[Data extracted from a collection]
━━━━━━━━━━
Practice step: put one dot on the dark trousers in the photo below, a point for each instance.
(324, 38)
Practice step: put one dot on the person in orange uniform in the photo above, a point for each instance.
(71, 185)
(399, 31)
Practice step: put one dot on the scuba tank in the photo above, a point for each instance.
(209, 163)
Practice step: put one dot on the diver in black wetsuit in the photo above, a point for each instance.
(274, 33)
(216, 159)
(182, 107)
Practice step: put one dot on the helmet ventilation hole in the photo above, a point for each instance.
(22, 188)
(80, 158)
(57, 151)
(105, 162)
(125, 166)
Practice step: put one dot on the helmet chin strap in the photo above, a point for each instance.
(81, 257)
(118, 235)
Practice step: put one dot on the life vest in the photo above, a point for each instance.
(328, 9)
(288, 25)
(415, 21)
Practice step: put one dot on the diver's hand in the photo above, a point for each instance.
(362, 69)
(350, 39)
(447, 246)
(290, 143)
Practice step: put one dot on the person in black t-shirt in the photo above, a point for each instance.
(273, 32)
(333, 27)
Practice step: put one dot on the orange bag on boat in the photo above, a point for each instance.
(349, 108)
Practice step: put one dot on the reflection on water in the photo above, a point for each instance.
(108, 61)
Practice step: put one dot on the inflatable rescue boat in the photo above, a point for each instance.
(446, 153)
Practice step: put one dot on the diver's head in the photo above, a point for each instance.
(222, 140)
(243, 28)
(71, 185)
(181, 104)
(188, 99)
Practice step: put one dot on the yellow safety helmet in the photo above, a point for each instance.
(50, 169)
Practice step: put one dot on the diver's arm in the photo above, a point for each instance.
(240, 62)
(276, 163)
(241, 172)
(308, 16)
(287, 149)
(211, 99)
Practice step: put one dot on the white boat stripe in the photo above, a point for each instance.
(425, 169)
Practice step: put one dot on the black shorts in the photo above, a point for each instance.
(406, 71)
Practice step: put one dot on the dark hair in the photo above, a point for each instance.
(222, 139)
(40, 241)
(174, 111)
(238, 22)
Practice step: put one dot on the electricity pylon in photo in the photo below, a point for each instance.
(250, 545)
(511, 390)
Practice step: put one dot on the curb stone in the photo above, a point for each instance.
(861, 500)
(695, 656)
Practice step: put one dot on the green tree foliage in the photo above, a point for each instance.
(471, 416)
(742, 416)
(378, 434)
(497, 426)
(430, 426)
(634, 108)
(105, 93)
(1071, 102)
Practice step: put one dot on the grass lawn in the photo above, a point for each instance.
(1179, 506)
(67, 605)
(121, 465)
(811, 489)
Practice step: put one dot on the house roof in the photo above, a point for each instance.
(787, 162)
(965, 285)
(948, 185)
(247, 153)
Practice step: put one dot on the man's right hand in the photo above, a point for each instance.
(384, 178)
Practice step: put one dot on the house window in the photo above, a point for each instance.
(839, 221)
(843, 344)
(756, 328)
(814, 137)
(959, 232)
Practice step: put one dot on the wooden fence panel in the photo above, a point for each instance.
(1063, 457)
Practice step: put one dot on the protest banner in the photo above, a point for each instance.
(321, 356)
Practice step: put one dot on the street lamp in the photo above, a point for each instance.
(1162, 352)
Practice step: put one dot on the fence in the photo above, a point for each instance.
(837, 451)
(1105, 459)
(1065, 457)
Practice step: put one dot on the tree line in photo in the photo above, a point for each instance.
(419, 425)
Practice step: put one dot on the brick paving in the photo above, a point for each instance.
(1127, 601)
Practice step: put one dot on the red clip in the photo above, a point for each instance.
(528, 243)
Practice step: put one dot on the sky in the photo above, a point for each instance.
━━━━━━━━━━
> WRITTEN TASK:
Repeat the entries above exactly, leaving nothing out.

> WRITTEN SOLUTION:
Practice step: put one dot on the dark trousers in the photo below, a point for each instance.
(324, 38)
Practice step: put one dot on the person in orange uniform in the photo above, a point for each instance.
(71, 185)
(399, 31)
Practice step: put one dot on the scuba tank in the photo above, a point for each instance.
(209, 163)
Practice step: put one dot on the diver in black wetsuit in the photo above, a point for each instance.
(274, 33)
(216, 159)
(182, 107)
Practice step: put one dot on the helmet ventilation hole in the photo above, a point for each instance.
(22, 188)
(80, 158)
(57, 151)
(105, 162)
(125, 166)
Practice step: put one dot on the helmet chin strap in the photo above, a point for each instance.
(81, 257)
(118, 235)
Practice step: put one dot on the life vest in the photo above, a point for each instance.
(328, 9)
(288, 25)
(415, 21)
Practice step: put one dot on the diver's hand in the photo above, a point for each instance.
(362, 69)
(350, 39)
(447, 246)
(290, 143)
Practice step: put one dot on the person in black t-shirt in the photo above, a point for each instance.
(273, 32)
(333, 27)
Practice step: put one dot on the orange bag on boat in the photo above, a point for each instance.
(349, 108)
Practice step: put one dot on the reflection on water in the photo above, a point for each instance.
(108, 61)
Practice step: put one dot on the inflatable rescue boat in the photo above, a point for each instance.
(446, 153)
Practice step: put one dot on the diver's head in the photo above, a point for each instance.
(222, 140)
(243, 28)
(71, 185)
(181, 104)
(188, 99)
Practice step: put one dot on the yellow safety helmet in the photo above, a point for each instance.
(50, 169)
Practice step: put one dot on the diver's arm in the photo above, a point for each instance.
(240, 62)
(276, 163)
(241, 172)
(308, 16)
(287, 149)
(211, 99)
Practice step: put one dot on the white boat stripe in the photo above, a point for each instance.
(425, 169)
Practice step: put one dot on the black shorts in the photo above, a point for each instance.
(406, 71)
Practice step: put one dot on the dark hair in the photo above, a point for each instance.
(222, 139)
(40, 241)
(174, 111)
(238, 22)
Practice step: put one dot on the electricity pylon in photo in the photo below, a point for each instance.
(250, 545)
(511, 390)
Practice step: put one dot on the curb stone in the photo above, a point for each instance.
(861, 500)
(695, 656)
Practice step: put one dot on the green tree foliage in the photo above, a point for each instance.
(471, 416)
(742, 416)
(378, 434)
(497, 426)
(430, 426)
(634, 108)
(105, 93)
(1071, 102)
Practice step: put one dot on the grass lawn in the photo above, a point for each instance.
(1179, 506)
(67, 605)
(121, 465)
(811, 489)
Practice step: put one dot on the house roof in the photo above, a point for each instance.
(787, 162)
(965, 285)
(948, 185)
(247, 153)
Practice step: put one dot on the man's right hand in the photo above, a point for each instance.
(384, 178)
Practice step: put one dot on the house window in the photo above, a point for each instance.
(839, 221)
(843, 344)
(756, 328)
(814, 137)
(959, 232)
Practice step: put one dot on the wooden fence panel in the photo above, a point for each instance.
(1063, 457)
Practice step: put one dot on the protest banner in the photo above, a point for each instance.
(321, 356)
Practice step: put one dot on the street lamp in the photo above, a point for each instance.
(1162, 352)
Practice step: put one dot on the fence in the photo above, a point for each instance.
(837, 451)
(1105, 459)
(1065, 457)
Practice step: put one dot on the tree line in photo in the photo above, a point for each instance.
(419, 425)
Practice step: put one dot on the brick paving in the photo above, a point for each instance.
(1127, 601)
Practice step: put one dot on the red clip in the photo above, a point for each instance.
(528, 243)
Practice step: put one dot on the sky in the photo above, a point for each instance.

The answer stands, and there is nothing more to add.